## [STATED PROBLEM]
List each line in the data below that contains the word "peanut".

— START OF MATERIAL PROVIDED —

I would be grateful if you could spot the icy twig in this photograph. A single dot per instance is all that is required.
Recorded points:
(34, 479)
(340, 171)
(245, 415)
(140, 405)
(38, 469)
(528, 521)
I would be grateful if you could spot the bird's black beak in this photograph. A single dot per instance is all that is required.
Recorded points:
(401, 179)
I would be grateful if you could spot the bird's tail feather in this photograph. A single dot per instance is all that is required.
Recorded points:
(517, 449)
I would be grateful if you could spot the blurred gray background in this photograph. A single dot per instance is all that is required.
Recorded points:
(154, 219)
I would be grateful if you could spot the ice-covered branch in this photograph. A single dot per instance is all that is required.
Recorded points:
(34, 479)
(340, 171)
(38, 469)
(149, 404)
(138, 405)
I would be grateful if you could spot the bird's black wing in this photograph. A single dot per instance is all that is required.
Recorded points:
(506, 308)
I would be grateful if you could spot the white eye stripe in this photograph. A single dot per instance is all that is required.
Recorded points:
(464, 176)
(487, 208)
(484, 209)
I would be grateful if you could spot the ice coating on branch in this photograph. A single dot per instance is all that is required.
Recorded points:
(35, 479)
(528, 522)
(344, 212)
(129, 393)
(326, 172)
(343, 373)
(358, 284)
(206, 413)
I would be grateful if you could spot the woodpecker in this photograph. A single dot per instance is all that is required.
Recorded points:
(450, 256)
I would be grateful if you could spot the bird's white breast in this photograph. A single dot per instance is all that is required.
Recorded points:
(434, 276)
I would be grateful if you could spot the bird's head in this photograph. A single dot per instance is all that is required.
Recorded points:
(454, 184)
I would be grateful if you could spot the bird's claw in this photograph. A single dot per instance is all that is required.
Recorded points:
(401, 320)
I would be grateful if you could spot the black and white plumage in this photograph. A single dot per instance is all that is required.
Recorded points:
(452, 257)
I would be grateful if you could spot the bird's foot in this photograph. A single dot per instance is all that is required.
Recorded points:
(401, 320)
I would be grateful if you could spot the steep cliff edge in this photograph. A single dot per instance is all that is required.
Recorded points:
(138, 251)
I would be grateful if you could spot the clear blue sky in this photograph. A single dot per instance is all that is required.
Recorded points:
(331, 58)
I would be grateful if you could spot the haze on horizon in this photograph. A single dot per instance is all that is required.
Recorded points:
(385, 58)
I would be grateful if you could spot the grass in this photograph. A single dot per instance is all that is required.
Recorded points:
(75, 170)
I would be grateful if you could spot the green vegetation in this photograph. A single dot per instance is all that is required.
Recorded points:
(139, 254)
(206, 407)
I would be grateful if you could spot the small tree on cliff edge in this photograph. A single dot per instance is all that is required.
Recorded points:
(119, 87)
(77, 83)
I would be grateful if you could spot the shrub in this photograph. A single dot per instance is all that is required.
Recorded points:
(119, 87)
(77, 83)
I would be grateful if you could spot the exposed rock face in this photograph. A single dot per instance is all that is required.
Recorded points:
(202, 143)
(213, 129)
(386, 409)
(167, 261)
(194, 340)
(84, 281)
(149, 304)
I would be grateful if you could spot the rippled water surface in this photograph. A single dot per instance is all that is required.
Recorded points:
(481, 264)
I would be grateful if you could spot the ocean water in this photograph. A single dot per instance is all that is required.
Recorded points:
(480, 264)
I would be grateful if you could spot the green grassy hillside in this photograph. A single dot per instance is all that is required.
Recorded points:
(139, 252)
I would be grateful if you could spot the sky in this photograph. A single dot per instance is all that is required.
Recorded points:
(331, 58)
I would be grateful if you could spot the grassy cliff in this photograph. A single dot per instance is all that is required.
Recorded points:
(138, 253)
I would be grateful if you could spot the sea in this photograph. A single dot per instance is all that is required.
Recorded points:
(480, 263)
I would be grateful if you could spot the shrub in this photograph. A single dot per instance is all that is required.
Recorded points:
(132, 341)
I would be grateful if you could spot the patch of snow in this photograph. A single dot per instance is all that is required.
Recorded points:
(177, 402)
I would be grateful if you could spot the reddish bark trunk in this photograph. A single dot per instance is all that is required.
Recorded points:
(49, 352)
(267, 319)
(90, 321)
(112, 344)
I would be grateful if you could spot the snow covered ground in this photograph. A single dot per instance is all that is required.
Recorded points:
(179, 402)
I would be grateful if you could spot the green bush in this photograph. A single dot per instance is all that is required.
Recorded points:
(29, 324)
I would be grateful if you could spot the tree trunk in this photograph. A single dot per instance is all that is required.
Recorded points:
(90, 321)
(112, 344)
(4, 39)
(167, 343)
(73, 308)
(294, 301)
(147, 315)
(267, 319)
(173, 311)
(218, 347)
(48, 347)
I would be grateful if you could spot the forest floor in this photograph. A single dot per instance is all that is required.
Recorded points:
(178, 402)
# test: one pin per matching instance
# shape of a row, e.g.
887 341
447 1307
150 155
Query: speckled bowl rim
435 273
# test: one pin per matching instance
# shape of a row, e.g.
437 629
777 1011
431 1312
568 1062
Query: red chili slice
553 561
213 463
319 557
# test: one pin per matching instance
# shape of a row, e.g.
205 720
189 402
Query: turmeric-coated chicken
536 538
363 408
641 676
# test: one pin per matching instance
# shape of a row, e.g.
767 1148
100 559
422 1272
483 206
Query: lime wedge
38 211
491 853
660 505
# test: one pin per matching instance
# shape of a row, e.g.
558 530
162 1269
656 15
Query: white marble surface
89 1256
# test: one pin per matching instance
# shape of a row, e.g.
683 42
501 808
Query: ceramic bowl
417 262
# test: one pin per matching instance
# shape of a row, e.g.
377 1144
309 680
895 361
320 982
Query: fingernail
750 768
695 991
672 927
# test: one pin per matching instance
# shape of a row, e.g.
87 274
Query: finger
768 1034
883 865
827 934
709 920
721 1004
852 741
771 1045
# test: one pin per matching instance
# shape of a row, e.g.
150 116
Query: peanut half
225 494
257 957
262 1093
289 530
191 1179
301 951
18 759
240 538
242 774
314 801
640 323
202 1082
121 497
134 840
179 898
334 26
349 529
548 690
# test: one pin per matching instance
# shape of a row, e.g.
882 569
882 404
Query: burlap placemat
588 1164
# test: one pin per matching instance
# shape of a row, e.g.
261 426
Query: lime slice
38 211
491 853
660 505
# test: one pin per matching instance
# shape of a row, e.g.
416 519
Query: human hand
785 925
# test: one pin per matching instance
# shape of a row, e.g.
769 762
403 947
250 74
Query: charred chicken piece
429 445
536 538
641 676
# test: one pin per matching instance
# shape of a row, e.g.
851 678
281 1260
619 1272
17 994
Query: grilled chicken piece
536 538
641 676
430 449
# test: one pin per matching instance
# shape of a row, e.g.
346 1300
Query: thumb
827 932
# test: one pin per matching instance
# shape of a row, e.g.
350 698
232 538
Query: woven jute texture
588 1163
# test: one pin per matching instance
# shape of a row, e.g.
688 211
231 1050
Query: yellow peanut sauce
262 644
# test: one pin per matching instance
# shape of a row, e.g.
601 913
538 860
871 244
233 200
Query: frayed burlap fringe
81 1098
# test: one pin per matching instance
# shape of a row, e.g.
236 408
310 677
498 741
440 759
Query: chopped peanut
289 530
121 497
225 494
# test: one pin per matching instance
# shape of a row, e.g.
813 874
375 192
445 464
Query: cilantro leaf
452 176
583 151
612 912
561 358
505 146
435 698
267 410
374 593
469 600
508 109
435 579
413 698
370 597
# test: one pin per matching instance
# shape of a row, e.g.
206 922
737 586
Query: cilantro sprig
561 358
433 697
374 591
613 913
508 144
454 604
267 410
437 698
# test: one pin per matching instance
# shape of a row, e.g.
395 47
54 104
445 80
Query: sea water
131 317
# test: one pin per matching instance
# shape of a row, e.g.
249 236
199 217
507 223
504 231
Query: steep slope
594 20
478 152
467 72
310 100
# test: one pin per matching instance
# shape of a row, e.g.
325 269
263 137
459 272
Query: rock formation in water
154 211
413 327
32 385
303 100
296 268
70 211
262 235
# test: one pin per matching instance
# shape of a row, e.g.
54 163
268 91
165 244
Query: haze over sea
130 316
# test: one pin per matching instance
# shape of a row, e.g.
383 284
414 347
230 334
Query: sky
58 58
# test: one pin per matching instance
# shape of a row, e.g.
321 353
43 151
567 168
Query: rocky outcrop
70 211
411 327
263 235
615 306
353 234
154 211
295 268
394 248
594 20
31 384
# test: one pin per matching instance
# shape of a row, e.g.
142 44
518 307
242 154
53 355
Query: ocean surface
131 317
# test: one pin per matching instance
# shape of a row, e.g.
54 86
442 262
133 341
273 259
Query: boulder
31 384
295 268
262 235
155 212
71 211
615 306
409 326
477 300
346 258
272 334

— END OF MATERIAL PROVIDED —

## [EXERCISE RESULT]
Query: peanut half
Query: yellow peanut sauce
Query: chopped peanut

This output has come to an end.